_Written request_: Write the material out again exactly.

— START Entries provided —

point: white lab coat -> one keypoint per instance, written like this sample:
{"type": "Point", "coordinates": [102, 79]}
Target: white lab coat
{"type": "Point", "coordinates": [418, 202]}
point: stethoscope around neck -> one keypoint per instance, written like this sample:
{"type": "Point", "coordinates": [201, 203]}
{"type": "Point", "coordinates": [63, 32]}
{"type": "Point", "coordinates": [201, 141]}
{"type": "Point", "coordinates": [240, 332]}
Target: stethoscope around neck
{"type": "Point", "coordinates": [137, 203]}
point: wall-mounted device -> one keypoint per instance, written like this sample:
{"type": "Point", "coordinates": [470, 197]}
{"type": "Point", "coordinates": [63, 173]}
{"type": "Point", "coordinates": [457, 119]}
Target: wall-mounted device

— END Entries provided —

_Output of the task_:
point: white lab coat -> one keypoint per instance, written like this sample:
{"type": "Point", "coordinates": [102, 79]}
Target: white lab coat
{"type": "Point", "coordinates": [418, 202]}
point: stethoscope around neck -> one keypoint per instance, written like this sample:
{"type": "Point", "coordinates": [201, 203]}
{"type": "Point", "coordinates": [63, 32]}
{"type": "Point", "coordinates": [201, 141]}
{"type": "Point", "coordinates": [240, 332]}
Target: stethoscope around neck
{"type": "Point", "coordinates": [137, 203]}
point: wall-mounted device -> one keypoint per instance, written like this sample:
{"type": "Point", "coordinates": [470, 197]}
{"type": "Point", "coordinates": [63, 173]}
{"type": "Point", "coordinates": [457, 119]}
Target: wall-mounted device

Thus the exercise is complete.